§ **Фрагмент страницы**
'''

Люди, похоже, еще не понимали, что своим инстинктивным недоверием к ближнему – знакомому, соседу, отцу, брату, да просто человеку – они питают цепную реакцию террора, подыгрывают собственным палачам. Им надо было самим угодить в жернова террора, чтобы прозреть (и то не всегда).
Объявление приговоров воспринималось жертвами как нечто, настолько далекое от реальности и абсурдное, что они… хохотали: в комнате воцарялось лихорадочное веселье, бахтинская карнавальная атмосфера.
«Энкэвэдэшник с тремя кубарями в петлицах зачитывал приговоры:
– Сидоров!
– Есть!
– Отвечать как положено: имя, отчество, год рождения, статья, срок?
– Владимир Федорович, год рождения 1908, статья 58-10!
– Срок?
– Не знаю.
– Восемь лет!
– Премного благодарен, – общее веселье в толпе зэков. Сидоров смеется.
– Фейгин?
Фейгин скороговоркой:
– Есть Фейгин, Семен Матвеевич, 1904 года рождения, статья КРТД – “троцкист”. Срок не знаю.
– Десять лет! – общий хохот. Фейгин притворно плачет. И так далее и т. п.»
[275].
Невольно спрашиваешь себя: разве это наше юродство, способность смеяться над собственным несчастьем не делают неизбывным само это несчастье, не позволяют ему, как дурному сну, повторяться веками?!
Обвиняемые понимали: объявленные сроки не просто «липовые», но и «резиновые»: самые короткие из них – трех- и пятилетние – одновременно и самые опасные; их могут в случае чего удвоить или утроить.
Последние часы пребывания в «Крестах», иронически замечает Жженов, начальство постаралось сделать особенно памятными.
В ожидании этапа около сорока заключенных тюремные надзиратели коленями и сапогами запихнули в одну из одиночных камер первого этажа. Пятнадцать часов они простояли притертыми друг к другу настолько плотно, что нельзя было ни повернуться, ни поднять руку. На оправку не выводили, было нечем дышать, люди обливались потом, мочились под себя, «стояла несусветная вонь». И в этих условиях осужденные хлебали тюремную баланду, потому что были голодны и не знали, когда накормят в следующий раз. Миски передавали по головам, те, кому не досталось ложек, хлебали суп через край.

'''

§ **Представленные данные**
'''

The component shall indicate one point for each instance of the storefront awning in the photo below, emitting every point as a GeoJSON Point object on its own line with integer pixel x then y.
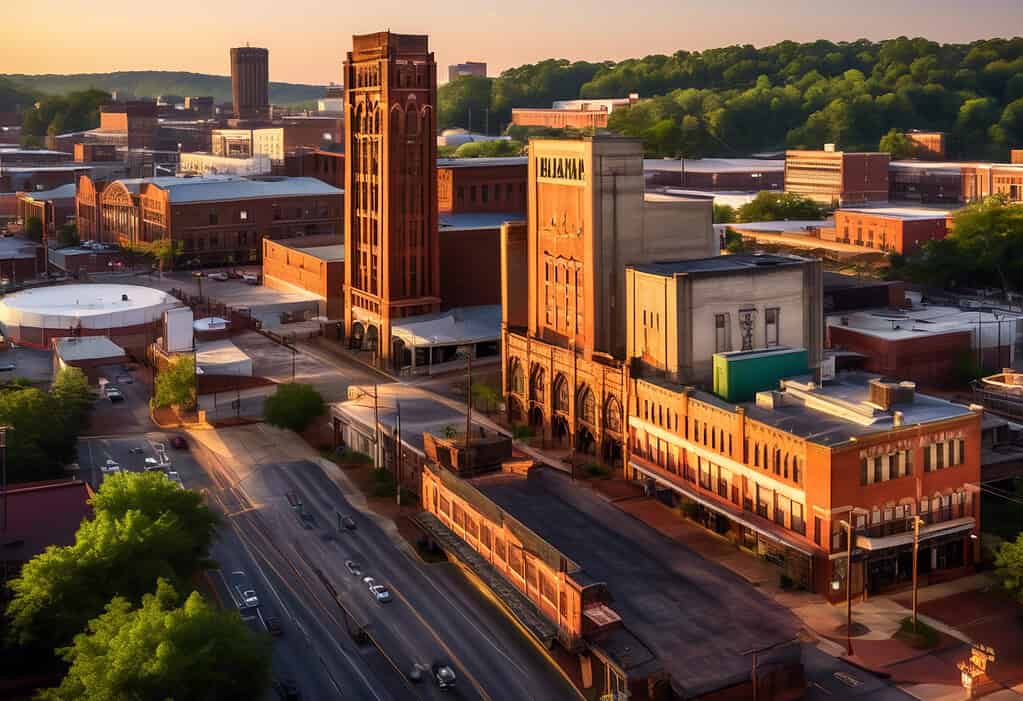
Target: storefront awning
{"type": "Point", "coordinates": [933, 530]}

'''

§ **Что сделать**
Воспроизведите часть фрагмента страницы начиная со слов «Объявление приговоров воспринималось» и до слов «Срок не знаю.» включительно, подставив «Петров» вместо «Сидоров». Для работы используйте только фрагмент страницы.

§ **Решение задачи**
Объявление приговоров воспринималось жертвами как нечто, настолько далекое от реальности и абсурдное, что они… хохотали: в комнате воцарялось лихорадочное веселье, бахтинская карнавальная атмосфера.
«Энкэвэдэшник с тремя кубарями в петлицах зачитывал приговоры:
– Петров!
– Есть!
– Отвечать как положено: имя, отчество, год рождения, статья, срок?
– Владимир Федорович, год рождения 1908, статья 58-10!
– Срок?
– Не знаю.
– Восемь лет!
– Премного благодарен, – общее веселье в толпе зэков. Петров смеется.
– Фейгин?
Фейгин скороговоркой:
– Есть Фейгин, Семен Матвеевич, 1904 года рождения, статья КРТД – “троцкист”. Срок не знаю.